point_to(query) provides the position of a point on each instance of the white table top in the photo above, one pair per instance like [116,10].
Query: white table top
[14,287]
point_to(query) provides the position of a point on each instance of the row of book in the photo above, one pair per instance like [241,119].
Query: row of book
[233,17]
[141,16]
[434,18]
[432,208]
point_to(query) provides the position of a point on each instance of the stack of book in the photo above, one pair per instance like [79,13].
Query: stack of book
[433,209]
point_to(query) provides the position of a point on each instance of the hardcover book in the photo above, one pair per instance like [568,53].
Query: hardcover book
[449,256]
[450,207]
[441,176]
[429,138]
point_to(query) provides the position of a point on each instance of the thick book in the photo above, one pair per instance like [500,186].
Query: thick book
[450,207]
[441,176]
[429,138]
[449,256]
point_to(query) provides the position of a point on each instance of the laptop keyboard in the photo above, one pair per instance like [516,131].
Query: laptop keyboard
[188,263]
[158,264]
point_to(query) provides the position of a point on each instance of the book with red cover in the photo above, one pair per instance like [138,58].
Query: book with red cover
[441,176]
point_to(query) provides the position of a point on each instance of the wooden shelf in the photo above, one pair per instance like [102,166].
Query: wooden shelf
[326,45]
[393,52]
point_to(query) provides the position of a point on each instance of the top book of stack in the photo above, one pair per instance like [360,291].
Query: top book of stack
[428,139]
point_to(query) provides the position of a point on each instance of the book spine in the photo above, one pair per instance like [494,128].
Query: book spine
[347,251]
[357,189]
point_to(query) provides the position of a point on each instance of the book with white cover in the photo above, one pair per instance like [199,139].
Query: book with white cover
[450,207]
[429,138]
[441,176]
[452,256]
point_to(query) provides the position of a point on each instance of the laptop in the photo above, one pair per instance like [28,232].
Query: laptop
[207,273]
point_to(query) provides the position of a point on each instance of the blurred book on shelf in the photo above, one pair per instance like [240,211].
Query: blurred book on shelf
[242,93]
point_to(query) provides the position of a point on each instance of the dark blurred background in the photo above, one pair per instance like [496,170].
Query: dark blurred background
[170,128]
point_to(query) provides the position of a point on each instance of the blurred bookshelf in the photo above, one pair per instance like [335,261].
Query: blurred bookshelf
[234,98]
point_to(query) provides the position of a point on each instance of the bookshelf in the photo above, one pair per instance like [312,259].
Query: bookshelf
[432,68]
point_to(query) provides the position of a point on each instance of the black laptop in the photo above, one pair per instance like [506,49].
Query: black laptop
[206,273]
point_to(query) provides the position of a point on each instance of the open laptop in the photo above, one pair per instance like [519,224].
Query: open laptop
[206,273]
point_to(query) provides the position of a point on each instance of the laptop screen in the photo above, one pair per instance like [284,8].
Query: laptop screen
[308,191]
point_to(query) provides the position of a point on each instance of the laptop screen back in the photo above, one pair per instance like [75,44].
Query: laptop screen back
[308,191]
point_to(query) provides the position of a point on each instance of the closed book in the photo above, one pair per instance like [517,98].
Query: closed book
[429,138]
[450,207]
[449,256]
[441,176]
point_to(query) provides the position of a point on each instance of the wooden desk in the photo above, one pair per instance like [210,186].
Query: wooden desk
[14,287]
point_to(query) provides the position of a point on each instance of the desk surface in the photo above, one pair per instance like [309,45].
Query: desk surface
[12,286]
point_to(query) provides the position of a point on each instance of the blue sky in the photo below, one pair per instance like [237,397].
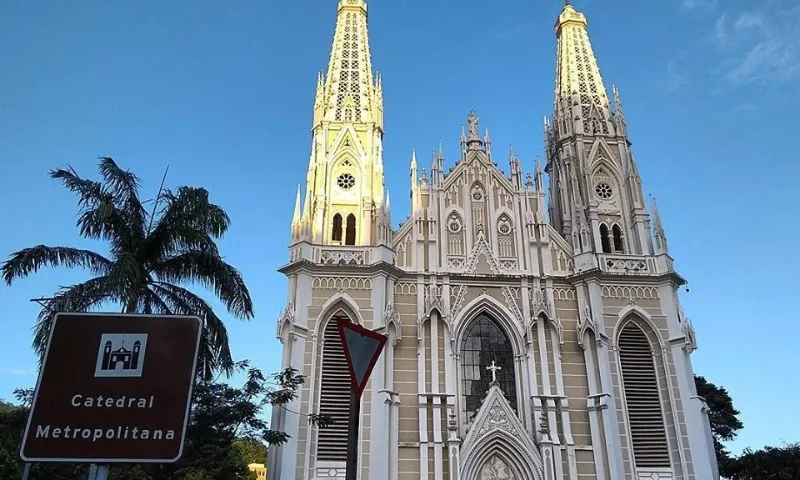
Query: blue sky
[222,93]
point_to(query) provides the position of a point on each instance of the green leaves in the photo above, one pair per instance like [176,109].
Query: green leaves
[151,257]
[30,260]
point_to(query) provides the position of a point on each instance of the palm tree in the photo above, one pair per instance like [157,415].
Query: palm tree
[149,256]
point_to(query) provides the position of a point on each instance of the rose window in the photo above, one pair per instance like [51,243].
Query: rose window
[346,181]
[454,225]
[603,190]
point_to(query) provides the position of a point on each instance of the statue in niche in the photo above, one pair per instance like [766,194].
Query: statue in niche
[496,469]
[472,121]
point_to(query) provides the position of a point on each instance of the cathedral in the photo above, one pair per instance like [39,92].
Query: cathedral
[534,331]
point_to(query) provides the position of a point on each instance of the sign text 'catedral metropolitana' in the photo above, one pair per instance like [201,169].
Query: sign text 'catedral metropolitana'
[113,388]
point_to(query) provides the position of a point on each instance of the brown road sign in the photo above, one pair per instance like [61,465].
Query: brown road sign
[113,388]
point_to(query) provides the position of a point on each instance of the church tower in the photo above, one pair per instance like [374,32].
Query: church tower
[530,337]
[344,186]
[596,199]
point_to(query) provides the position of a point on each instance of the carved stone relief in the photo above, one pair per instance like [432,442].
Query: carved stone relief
[496,469]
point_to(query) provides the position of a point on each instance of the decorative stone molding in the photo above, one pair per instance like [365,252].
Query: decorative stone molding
[405,289]
[508,265]
[285,319]
[564,293]
[455,263]
[630,292]
[626,265]
[585,323]
[342,257]
[512,296]
[393,325]
[482,247]
[457,294]
[654,474]
[498,432]
[689,337]
[342,283]
[540,303]
[433,300]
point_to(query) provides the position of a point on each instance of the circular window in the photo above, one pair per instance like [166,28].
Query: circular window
[504,227]
[346,181]
[603,190]
[454,225]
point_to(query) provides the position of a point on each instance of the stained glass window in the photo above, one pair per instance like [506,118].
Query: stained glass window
[484,341]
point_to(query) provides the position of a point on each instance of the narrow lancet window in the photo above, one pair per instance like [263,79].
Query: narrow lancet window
[618,247]
[350,234]
[485,342]
[334,397]
[604,238]
[642,399]
[336,234]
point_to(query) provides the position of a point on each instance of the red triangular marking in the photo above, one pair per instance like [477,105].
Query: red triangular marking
[362,348]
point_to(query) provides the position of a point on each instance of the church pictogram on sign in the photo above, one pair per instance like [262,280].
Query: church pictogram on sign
[121,355]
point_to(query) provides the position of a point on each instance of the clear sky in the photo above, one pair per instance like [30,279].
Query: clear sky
[222,92]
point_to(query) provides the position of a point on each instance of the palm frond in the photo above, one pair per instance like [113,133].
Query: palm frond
[215,351]
[186,222]
[75,298]
[191,207]
[29,260]
[90,192]
[209,270]
[124,187]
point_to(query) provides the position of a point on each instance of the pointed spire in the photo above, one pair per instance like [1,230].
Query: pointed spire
[296,218]
[349,91]
[658,231]
[539,183]
[440,161]
[414,182]
[577,73]
[619,114]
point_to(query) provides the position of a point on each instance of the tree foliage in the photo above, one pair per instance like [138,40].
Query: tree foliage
[723,416]
[151,254]
[226,432]
[768,463]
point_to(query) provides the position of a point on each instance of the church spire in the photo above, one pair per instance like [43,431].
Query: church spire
[349,92]
[658,231]
[578,79]
[344,184]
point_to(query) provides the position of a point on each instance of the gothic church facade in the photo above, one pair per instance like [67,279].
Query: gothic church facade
[532,336]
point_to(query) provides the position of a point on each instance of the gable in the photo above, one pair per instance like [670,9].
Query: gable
[498,434]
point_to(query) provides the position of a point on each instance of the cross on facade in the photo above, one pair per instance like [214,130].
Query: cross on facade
[494,368]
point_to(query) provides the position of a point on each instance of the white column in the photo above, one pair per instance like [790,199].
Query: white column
[593,405]
[696,424]
[292,421]
[563,407]
[610,419]
[422,403]
[378,457]
[438,445]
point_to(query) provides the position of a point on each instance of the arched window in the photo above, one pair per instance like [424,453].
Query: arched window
[604,239]
[334,397]
[642,399]
[484,341]
[336,234]
[617,233]
[350,233]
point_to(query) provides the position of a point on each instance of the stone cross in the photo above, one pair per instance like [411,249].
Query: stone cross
[472,122]
[494,368]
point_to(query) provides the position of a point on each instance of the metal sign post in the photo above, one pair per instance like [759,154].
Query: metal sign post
[362,348]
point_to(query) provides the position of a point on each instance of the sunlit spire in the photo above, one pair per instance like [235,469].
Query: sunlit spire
[350,94]
[578,75]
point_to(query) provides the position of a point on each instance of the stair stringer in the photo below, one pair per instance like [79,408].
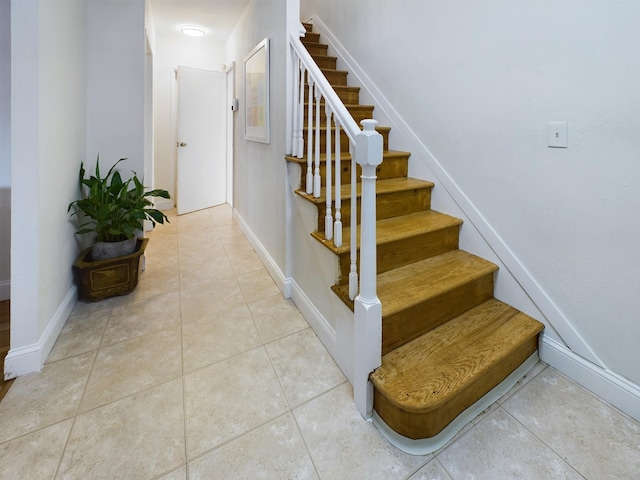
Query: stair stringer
[313,270]
[514,285]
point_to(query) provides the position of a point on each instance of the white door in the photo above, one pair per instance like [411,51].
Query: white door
[201,170]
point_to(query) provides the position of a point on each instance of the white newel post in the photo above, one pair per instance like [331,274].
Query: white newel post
[367,306]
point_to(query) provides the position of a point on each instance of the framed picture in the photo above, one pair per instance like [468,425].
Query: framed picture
[256,93]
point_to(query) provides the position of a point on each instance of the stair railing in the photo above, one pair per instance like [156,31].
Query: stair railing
[366,147]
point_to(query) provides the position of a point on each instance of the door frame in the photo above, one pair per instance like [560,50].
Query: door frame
[230,72]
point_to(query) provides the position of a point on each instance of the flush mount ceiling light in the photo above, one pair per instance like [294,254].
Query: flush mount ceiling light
[192,30]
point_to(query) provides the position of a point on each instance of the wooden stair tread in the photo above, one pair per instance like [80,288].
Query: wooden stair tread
[346,156]
[427,372]
[382,186]
[395,228]
[429,277]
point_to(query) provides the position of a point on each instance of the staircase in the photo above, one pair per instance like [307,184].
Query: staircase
[446,341]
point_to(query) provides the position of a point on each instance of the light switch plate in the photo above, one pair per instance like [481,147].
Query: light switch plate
[558,134]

- **WORK REQUEST**
Return, exactly as written, only those lines that run from the one with "instance like [80,288]." to the last line of the data, both of those lines included.

- **PROBLEM SOLUTION**
point_to(query) provides the position of a point on each instance of the wooden stair tread in the photo above, one pair per instance like [80,288].
Query: wooden stair tread
[346,156]
[427,372]
[382,186]
[395,228]
[429,277]
point_to(query) provides the position of a point on each instance of the staircase in the photo above, one pair per instance like [307,184].
Query: staircase
[446,341]
point_to(query) provides the position of a point on each instance of the light switch plate in the photo above, one pair per instance like [481,147].
Query: light switch plate
[558,134]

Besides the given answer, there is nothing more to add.